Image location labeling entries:

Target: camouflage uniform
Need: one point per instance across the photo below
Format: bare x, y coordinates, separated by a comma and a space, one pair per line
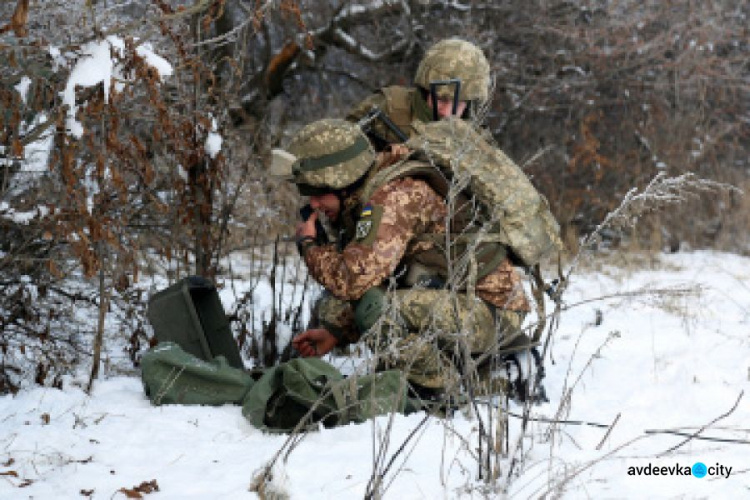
421, 331
446, 60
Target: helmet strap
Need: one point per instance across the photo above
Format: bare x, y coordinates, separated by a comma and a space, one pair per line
433, 94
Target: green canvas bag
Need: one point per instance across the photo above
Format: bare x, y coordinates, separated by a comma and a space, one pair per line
309, 391
172, 376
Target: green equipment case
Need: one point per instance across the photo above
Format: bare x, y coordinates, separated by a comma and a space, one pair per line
190, 314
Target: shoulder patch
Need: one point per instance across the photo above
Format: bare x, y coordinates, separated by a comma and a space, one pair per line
367, 225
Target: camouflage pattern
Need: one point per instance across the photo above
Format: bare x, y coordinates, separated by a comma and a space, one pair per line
426, 333
331, 154
337, 316
402, 105
401, 211
420, 334
407, 206
456, 59
521, 216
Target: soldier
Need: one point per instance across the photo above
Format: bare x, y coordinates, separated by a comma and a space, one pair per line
453, 78
388, 284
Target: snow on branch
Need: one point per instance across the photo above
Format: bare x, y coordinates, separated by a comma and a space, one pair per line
336, 31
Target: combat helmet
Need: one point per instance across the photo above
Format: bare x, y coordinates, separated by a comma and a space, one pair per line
331, 154
455, 60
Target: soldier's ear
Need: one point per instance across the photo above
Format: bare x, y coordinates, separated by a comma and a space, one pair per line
281, 164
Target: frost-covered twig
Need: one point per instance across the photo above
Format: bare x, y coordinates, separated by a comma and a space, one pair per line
691, 436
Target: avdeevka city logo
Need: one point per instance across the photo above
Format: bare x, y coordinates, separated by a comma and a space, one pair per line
699, 469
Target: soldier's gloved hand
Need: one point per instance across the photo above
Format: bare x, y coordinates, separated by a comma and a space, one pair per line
307, 228
315, 342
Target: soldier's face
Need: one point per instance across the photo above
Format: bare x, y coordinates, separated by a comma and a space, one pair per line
445, 106
328, 203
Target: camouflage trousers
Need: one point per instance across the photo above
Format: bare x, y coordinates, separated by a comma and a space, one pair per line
434, 336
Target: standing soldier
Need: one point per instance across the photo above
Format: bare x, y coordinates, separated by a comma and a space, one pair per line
453, 79
388, 275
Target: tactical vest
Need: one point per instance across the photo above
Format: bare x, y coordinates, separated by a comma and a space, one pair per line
402, 107
495, 212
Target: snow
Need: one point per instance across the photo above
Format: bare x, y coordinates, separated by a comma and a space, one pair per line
22, 87
95, 65
213, 141
660, 344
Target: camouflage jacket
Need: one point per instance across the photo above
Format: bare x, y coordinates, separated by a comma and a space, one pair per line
402, 105
383, 234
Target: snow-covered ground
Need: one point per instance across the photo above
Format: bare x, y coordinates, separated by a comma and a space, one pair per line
668, 351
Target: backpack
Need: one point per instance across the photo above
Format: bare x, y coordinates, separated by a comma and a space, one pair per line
455, 159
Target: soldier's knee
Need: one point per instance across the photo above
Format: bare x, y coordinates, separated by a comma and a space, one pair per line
369, 308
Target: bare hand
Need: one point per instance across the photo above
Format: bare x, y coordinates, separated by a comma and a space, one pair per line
315, 342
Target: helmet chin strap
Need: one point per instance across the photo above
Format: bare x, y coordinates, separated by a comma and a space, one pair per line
433, 94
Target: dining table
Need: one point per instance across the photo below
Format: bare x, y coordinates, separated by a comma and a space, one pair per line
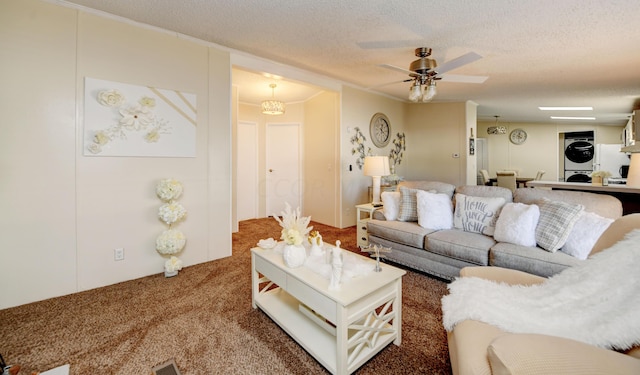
520, 181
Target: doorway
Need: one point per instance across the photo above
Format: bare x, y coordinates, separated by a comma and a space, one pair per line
283, 172
247, 159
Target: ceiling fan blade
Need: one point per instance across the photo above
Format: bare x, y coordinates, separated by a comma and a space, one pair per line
458, 62
379, 44
462, 78
398, 69
388, 84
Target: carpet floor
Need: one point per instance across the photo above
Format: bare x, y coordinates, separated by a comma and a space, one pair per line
203, 319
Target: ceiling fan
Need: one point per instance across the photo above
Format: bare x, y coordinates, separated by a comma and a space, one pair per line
424, 74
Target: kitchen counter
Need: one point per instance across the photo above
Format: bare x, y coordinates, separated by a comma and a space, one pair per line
629, 196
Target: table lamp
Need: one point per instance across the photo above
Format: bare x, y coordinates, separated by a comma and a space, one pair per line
633, 177
376, 167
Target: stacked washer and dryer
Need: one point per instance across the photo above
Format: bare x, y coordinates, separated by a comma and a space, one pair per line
579, 151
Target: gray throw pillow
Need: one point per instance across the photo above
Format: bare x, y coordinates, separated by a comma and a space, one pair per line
556, 222
408, 204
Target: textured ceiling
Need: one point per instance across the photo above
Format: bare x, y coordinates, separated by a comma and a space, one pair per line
535, 53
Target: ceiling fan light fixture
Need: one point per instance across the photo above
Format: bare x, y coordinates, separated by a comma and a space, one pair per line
430, 91
272, 106
415, 92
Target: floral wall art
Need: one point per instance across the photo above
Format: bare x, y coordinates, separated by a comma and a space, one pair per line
129, 120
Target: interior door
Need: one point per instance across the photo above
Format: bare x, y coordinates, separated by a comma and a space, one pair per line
283, 161
247, 176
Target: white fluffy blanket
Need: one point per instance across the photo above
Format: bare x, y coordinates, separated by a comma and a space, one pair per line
596, 302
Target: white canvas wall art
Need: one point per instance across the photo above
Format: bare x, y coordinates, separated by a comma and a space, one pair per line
130, 120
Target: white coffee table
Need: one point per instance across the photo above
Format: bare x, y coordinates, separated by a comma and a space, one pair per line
341, 329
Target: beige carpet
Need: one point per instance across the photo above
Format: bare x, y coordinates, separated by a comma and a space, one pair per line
203, 318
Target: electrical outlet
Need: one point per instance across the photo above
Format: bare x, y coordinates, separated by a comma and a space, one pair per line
118, 254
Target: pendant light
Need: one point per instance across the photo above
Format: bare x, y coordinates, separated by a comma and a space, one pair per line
272, 106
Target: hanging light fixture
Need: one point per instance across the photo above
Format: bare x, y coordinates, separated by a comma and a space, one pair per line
422, 89
272, 106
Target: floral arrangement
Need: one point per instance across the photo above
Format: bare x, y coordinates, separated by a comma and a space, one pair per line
397, 152
135, 117
294, 226
358, 142
171, 212
169, 189
170, 241
173, 264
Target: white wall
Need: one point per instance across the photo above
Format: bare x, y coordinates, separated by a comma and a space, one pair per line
67, 212
357, 108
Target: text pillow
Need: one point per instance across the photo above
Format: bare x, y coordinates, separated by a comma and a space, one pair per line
435, 211
556, 222
517, 224
477, 214
585, 234
390, 204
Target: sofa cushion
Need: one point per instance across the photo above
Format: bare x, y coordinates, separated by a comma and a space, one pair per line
556, 222
407, 233
517, 224
435, 210
390, 204
584, 234
530, 259
408, 204
601, 204
458, 244
477, 214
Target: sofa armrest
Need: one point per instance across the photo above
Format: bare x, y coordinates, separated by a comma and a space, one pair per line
542, 354
499, 274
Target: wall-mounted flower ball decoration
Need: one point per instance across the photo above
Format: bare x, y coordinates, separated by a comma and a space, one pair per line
171, 241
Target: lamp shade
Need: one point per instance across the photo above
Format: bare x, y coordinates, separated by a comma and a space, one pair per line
376, 166
633, 177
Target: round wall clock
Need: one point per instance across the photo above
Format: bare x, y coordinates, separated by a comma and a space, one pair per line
380, 130
518, 136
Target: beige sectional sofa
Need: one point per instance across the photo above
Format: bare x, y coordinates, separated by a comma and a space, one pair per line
443, 253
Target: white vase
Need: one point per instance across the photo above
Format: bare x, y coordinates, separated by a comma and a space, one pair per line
294, 255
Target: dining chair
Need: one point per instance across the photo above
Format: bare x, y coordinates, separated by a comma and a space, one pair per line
507, 179
485, 177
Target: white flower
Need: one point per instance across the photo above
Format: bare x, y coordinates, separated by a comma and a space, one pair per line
147, 102
152, 136
101, 138
169, 189
110, 98
294, 226
171, 212
173, 264
136, 117
170, 241
291, 237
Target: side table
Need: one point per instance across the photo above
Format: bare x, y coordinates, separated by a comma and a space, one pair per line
366, 210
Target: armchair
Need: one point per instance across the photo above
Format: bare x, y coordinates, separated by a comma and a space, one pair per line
480, 348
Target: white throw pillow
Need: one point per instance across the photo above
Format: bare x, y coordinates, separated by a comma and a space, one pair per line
477, 214
435, 211
517, 224
585, 234
390, 204
556, 222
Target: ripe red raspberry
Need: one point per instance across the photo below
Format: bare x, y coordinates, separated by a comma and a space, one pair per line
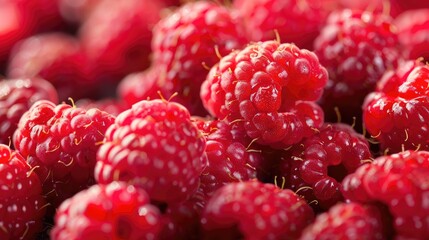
113, 211
189, 41
126, 47
295, 21
16, 97
155, 146
56, 57
270, 88
109, 105
60, 142
22, 205
315, 167
143, 85
229, 160
399, 181
412, 27
396, 113
352, 221
254, 210
356, 47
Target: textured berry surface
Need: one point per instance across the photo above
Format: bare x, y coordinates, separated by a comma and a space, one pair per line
60, 142
229, 160
190, 40
356, 47
16, 97
297, 21
412, 27
397, 113
22, 206
114, 211
400, 181
315, 167
155, 146
254, 210
270, 88
352, 221
117, 51
56, 57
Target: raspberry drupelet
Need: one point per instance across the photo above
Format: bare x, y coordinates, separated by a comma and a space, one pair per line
60, 142
22, 205
155, 146
270, 88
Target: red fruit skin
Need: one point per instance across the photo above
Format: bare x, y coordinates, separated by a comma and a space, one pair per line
244, 209
16, 97
396, 113
270, 89
118, 51
315, 167
356, 47
56, 57
398, 181
295, 21
60, 142
155, 146
185, 45
114, 211
352, 221
228, 156
412, 27
22, 205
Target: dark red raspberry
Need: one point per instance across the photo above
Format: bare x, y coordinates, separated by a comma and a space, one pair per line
57, 58
295, 21
270, 88
113, 211
126, 47
60, 142
189, 41
229, 160
22, 206
16, 97
399, 181
352, 221
412, 27
315, 167
356, 47
109, 105
397, 112
143, 85
155, 146
254, 210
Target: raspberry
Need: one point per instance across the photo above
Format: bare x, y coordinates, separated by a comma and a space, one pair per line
356, 47
412, 27
113, 211
16, 97
398, 181
188, 41
126, 47
109, 105
352, 221
229, 160
396, 113
295, 20
270, 88
315, 167
155, 146
254, 210
60, 142
142, 85
57, 58
22, 206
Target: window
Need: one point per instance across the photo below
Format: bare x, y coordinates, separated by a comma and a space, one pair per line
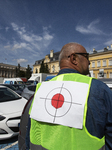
110, 62
53, 68
104, 63
98, 63
8, 95
93, 64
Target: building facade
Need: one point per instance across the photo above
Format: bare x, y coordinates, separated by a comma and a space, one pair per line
9, 71
101, 63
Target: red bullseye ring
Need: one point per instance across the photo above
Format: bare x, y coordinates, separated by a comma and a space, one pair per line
57, 100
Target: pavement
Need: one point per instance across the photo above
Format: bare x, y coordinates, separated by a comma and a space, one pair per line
11, 144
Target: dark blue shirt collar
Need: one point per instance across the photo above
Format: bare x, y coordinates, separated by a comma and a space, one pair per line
67, 70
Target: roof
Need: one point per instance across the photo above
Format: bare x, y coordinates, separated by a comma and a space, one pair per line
54, 58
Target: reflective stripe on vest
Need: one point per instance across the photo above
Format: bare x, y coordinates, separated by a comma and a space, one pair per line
58, 137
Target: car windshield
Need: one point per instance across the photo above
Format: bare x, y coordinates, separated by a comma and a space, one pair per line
8, 95
17, 87
30, 82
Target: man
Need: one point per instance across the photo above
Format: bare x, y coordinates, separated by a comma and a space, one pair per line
72, 111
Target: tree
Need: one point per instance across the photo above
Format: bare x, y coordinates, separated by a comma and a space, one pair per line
36, 71
42, 67
28, 72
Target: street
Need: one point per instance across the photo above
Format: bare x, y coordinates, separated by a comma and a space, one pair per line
10, 144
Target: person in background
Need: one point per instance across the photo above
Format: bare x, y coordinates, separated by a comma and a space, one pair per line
88, 125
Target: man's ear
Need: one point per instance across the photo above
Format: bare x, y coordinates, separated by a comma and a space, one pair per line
73, 59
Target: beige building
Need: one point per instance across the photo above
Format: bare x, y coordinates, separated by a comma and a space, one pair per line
9, 71
101, 63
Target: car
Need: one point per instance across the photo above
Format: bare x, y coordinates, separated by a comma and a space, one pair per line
18, 88
23, 125
107, 81
11, 107
28, 91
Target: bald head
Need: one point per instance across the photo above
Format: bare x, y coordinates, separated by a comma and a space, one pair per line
75, 61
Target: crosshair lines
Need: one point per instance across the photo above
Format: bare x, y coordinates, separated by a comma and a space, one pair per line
58, 100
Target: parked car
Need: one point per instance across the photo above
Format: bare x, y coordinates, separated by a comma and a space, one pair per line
108, 81
23, 125
28, 91
18, 88
11, 107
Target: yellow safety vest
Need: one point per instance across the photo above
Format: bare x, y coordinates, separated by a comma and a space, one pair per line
59, 137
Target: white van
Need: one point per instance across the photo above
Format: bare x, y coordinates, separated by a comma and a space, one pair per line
13, 81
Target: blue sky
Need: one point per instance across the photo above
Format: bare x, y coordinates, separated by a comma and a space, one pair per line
29, 29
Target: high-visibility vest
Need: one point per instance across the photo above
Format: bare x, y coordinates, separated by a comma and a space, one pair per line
59, 137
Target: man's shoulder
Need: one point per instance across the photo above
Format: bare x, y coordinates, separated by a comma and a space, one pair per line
99, 85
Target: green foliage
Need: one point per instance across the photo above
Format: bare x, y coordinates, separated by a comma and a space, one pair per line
20, 73
44, 68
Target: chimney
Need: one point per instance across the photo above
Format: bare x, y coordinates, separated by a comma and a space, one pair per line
93, 49
51, 53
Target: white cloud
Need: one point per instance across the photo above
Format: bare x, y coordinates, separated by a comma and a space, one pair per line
34, 41
7, 28
15, 27
7, 47
21, 60
109, 42
90, 29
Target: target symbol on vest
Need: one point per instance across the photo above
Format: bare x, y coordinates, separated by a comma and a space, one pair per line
58, 102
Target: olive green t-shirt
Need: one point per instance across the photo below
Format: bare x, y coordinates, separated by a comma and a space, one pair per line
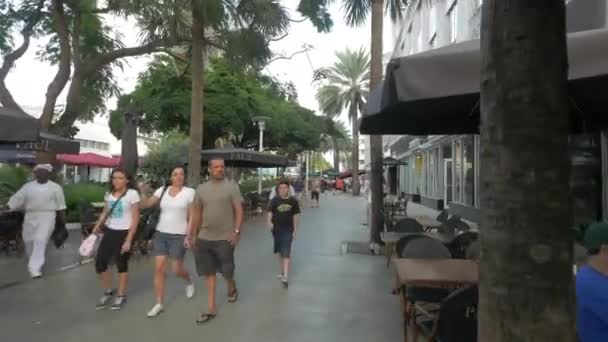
216, 199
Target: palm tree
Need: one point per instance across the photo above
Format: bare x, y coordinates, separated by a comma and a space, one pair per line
525, 202
345, 86
335, 138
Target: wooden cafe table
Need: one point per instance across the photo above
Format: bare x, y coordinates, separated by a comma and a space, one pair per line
435, 273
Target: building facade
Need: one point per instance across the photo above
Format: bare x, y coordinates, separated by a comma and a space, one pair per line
443, 171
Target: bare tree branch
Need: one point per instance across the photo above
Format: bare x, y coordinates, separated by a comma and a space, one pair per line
6, 98
279, 38
287, 57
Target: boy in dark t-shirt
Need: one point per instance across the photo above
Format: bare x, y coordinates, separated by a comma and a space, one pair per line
283, 215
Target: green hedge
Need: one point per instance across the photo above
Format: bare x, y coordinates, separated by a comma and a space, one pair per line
76, 193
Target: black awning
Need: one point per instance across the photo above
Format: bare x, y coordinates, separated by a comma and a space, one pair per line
238, 157
437, 92
16, 126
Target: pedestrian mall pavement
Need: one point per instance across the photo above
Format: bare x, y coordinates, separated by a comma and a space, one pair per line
332, 296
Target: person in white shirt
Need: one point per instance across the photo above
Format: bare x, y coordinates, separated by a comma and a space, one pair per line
43, 202
118, 223
170, 239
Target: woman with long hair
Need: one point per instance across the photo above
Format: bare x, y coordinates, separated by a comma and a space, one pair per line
118, 223
170, 239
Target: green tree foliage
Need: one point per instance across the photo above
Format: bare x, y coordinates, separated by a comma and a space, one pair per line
233, 96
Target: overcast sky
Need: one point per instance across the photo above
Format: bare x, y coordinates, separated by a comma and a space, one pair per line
29, 79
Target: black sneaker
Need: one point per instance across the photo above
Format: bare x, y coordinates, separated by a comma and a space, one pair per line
103, 300
119, 302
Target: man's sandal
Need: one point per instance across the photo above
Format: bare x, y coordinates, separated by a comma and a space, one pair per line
234, 296
204, 318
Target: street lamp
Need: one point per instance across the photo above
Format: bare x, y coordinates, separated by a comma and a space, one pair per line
260, 121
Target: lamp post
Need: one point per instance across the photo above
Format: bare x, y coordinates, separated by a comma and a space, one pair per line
260, 121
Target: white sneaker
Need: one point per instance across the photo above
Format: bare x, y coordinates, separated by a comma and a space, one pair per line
190, 290
156, 310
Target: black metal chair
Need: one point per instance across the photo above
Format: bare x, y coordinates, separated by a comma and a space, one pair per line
424, 248
408, 225
459, 245
457, 318
473, 251
443, 216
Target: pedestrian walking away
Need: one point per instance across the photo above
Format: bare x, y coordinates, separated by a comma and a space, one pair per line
44, 205
592, 286
219, 214
314, 194
283, 217
171, 237
118, 223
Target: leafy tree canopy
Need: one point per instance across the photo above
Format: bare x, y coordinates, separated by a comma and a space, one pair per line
233, 96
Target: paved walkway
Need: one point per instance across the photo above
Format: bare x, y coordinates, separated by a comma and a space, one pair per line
332, 297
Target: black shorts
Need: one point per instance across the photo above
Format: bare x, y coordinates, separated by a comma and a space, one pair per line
108, 251
213, 257
282, 242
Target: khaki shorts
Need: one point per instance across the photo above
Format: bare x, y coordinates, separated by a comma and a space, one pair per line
212, 257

WHAT THE TASK ASKS »
Scale the listing from the line with "Target: leafy tree canopy" up to and including its last line, and give those lines again in full, requests included. Multiply every coordinate in the answers by 1.95 and round to whole numbers, with halves rounded up.

RESULT »
Target: leafy tree canopy
Need: one point per instance across the photo above
Format: bare x, y coordinates, separated by a comma and a space, one pair per line
454, 187
Target: paved walkway
Need: one point per instance across the photo above
Format: bare x, y coordinates, separated by a comma and a space, one pair per line
647, 579
Target: black shorts
Need: one point per instance across the photo above
Format: bare x, y coordinates, separated by a comma and a space, one pair per line
211, 489
415, 501
550, 472
Target: khaki shorts
Need: one point per instance across the photo above
Format: bare x, y coordinates, separated by a comma and a space, one pair per line
413, 501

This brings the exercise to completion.